=== Source records ===
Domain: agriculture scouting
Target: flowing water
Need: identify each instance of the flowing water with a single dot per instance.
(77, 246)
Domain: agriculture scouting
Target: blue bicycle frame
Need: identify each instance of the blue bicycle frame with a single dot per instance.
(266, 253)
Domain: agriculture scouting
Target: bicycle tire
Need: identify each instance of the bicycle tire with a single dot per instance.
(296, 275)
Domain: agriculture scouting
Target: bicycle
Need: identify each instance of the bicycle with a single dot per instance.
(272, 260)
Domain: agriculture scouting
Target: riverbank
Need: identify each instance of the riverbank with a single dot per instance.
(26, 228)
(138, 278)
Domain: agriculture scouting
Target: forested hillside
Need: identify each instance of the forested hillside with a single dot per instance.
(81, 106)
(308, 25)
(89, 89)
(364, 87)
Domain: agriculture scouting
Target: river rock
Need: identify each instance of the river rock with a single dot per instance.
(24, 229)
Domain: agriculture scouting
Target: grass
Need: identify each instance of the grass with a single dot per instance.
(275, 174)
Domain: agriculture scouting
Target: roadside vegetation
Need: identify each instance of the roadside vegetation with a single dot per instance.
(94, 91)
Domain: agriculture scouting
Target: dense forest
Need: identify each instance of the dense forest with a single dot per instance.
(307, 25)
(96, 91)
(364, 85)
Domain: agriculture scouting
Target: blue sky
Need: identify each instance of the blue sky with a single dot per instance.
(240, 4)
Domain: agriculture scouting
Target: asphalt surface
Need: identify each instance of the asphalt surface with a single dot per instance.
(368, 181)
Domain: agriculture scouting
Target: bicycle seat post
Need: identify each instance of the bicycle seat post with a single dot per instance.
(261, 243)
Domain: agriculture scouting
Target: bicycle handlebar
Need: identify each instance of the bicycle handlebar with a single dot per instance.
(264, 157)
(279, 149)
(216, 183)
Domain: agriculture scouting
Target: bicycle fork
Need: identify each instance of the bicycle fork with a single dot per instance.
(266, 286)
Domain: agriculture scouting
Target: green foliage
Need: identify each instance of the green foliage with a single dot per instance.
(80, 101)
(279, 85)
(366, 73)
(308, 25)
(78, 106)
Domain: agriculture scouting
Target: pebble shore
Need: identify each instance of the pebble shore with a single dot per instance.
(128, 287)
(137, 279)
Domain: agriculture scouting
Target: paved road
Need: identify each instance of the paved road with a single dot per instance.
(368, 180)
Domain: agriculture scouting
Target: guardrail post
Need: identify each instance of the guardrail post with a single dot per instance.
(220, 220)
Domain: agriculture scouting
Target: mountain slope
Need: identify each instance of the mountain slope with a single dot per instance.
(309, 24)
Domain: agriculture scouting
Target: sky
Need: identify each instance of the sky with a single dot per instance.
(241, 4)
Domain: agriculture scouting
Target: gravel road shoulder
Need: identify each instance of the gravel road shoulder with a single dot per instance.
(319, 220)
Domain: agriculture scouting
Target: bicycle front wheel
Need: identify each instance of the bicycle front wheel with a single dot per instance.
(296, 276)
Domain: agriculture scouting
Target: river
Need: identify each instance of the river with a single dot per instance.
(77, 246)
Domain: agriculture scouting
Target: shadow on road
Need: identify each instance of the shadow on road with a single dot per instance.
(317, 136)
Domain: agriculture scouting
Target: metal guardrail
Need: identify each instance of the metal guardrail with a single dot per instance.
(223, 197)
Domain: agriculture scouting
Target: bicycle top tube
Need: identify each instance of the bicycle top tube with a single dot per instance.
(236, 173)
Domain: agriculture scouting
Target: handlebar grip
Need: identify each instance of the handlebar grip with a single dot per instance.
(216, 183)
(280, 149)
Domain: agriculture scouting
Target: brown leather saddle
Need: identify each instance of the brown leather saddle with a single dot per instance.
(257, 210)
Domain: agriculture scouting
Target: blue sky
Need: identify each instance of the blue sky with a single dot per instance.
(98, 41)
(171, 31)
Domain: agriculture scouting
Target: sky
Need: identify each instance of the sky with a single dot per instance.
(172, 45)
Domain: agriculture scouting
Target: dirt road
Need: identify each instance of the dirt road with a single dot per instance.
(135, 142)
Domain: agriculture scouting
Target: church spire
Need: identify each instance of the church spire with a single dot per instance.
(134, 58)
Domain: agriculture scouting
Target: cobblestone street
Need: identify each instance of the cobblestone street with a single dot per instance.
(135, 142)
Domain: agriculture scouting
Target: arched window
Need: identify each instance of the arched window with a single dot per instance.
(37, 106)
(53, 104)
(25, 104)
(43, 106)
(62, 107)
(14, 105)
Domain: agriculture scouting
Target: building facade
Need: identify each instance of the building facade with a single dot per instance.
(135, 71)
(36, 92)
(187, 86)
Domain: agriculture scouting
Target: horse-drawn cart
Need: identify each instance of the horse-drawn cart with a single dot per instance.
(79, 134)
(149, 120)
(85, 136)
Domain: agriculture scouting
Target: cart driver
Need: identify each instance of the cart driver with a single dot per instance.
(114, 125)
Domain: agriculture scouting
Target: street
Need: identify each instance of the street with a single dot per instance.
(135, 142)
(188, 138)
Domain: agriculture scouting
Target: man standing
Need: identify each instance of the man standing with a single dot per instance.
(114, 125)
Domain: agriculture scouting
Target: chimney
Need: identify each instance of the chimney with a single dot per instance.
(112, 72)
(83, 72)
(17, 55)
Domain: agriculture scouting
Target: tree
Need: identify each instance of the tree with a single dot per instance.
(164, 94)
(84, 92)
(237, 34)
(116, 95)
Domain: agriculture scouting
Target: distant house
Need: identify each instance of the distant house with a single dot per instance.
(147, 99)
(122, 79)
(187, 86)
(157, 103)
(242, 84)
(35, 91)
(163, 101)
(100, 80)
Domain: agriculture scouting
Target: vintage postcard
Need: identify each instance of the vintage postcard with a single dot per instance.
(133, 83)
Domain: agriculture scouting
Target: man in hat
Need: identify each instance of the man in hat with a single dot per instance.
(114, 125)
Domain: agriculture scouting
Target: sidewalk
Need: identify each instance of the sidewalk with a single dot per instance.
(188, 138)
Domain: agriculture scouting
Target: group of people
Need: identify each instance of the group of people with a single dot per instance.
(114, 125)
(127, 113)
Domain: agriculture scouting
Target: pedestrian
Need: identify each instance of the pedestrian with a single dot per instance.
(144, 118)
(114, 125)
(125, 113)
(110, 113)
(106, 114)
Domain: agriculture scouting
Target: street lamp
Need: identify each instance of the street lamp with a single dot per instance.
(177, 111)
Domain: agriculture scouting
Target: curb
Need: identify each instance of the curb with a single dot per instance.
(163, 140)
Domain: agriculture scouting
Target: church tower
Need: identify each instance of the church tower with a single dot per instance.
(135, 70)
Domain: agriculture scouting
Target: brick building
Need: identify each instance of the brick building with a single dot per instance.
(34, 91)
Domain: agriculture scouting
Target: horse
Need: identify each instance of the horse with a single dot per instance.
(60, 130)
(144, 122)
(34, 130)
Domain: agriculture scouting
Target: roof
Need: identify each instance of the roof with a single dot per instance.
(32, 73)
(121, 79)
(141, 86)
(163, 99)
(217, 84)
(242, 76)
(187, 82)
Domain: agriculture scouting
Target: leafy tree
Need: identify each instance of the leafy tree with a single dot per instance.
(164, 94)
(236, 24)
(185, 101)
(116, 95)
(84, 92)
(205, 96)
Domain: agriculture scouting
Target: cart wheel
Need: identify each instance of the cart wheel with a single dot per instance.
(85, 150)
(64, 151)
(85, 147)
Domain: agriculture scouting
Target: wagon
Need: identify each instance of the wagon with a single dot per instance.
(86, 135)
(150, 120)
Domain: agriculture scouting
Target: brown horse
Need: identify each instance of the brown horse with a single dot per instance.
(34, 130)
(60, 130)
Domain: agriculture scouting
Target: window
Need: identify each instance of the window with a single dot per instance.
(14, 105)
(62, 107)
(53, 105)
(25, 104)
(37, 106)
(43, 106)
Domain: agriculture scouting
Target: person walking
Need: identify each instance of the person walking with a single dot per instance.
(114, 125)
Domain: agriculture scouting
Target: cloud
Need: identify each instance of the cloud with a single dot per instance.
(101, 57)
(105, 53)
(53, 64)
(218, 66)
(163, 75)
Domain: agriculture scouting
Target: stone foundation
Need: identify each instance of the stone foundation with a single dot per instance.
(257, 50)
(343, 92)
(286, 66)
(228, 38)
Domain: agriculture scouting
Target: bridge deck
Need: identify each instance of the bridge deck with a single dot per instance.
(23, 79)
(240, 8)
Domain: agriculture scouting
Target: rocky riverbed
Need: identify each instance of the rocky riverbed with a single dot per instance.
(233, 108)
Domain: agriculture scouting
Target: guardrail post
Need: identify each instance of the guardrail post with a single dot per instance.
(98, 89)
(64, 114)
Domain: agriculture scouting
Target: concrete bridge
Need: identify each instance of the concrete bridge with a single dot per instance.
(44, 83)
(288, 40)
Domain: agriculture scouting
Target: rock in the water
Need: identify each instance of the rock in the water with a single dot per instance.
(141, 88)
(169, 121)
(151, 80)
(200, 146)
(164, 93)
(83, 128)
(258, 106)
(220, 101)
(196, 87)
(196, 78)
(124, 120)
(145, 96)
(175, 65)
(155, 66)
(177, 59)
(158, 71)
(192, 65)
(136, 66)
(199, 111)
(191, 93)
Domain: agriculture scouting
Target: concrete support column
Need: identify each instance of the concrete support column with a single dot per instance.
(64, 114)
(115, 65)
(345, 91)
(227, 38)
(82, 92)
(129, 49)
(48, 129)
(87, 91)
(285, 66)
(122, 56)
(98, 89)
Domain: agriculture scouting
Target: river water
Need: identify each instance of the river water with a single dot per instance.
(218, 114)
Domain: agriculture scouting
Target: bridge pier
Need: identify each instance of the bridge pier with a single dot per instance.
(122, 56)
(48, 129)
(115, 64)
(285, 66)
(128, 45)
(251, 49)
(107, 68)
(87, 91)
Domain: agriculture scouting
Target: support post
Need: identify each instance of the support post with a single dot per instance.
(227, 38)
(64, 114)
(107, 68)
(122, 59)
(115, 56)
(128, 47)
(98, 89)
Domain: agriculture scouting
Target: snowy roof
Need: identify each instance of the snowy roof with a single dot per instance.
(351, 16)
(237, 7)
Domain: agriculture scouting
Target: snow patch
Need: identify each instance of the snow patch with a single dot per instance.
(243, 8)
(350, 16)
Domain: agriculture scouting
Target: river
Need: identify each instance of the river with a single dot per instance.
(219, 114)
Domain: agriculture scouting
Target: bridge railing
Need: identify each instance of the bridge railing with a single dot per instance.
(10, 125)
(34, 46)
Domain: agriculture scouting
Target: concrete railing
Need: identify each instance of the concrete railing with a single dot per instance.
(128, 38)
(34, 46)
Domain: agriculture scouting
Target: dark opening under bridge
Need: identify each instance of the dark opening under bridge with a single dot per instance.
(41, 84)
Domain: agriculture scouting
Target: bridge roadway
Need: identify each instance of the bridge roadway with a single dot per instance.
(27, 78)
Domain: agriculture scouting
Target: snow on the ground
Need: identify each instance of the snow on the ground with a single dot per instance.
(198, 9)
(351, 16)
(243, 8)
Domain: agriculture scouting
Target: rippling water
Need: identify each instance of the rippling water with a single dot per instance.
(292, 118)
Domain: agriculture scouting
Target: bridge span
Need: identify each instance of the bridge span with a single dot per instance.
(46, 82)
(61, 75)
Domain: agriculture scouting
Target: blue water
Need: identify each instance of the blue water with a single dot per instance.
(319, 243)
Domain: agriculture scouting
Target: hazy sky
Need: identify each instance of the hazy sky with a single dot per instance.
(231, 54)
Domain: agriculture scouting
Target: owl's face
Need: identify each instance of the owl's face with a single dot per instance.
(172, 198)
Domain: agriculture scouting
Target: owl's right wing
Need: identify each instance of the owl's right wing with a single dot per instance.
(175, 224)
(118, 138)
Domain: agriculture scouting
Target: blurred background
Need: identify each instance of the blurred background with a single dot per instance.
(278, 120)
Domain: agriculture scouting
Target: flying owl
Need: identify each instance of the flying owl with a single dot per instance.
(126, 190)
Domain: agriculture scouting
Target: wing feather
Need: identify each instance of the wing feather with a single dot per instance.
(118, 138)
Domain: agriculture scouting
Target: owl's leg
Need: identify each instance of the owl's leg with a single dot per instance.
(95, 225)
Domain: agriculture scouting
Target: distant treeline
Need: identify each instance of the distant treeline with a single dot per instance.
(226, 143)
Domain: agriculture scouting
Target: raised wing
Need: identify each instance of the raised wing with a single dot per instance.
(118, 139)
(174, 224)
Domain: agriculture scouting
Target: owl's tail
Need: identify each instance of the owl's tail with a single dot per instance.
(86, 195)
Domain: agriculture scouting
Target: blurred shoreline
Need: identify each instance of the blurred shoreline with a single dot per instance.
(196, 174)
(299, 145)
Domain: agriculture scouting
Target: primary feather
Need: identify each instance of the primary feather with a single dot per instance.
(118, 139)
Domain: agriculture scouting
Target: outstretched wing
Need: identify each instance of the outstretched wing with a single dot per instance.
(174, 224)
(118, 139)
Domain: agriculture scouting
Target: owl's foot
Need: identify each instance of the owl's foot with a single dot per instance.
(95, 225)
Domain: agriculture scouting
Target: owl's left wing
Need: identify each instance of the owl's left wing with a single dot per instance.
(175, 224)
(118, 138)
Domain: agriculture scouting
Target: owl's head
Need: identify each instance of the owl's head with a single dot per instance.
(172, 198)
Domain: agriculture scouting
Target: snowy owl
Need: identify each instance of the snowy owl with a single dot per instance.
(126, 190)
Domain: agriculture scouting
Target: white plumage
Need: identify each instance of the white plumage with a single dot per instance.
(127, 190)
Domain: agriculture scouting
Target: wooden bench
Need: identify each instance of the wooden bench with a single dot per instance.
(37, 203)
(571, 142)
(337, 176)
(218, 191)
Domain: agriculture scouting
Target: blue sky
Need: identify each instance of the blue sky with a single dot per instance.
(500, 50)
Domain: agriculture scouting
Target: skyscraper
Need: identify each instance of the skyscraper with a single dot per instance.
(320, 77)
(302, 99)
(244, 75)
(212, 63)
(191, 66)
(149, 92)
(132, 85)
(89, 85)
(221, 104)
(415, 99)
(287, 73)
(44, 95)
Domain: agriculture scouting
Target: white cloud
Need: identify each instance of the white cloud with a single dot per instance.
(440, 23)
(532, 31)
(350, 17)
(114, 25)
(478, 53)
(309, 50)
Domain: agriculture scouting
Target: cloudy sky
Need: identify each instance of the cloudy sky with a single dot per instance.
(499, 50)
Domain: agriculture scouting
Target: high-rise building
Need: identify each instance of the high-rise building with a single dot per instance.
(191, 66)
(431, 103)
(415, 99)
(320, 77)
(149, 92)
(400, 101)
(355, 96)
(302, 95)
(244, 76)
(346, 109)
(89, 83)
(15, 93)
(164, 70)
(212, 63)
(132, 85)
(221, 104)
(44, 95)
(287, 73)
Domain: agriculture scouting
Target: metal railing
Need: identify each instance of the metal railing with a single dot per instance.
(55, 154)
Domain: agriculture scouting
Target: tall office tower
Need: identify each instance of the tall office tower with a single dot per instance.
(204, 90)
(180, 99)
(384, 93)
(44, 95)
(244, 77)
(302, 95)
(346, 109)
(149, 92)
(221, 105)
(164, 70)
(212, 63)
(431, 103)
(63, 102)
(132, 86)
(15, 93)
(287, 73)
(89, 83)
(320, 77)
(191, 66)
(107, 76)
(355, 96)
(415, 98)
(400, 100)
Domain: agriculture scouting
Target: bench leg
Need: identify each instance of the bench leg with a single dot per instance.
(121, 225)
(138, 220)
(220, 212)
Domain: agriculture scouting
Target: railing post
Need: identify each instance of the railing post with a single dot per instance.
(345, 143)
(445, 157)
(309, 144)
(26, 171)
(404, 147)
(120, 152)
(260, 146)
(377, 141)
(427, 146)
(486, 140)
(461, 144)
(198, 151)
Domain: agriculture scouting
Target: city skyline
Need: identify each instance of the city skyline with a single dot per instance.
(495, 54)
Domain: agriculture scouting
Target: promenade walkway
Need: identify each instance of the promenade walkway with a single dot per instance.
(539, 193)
===
To be done =>
Copy out every line of the material above that contains the string "person". Case counts, so only lines with that exact capitalization qualify.

The completed task =>
Target: person walking
Need: identify each instance of the person walking with a single dot per instance.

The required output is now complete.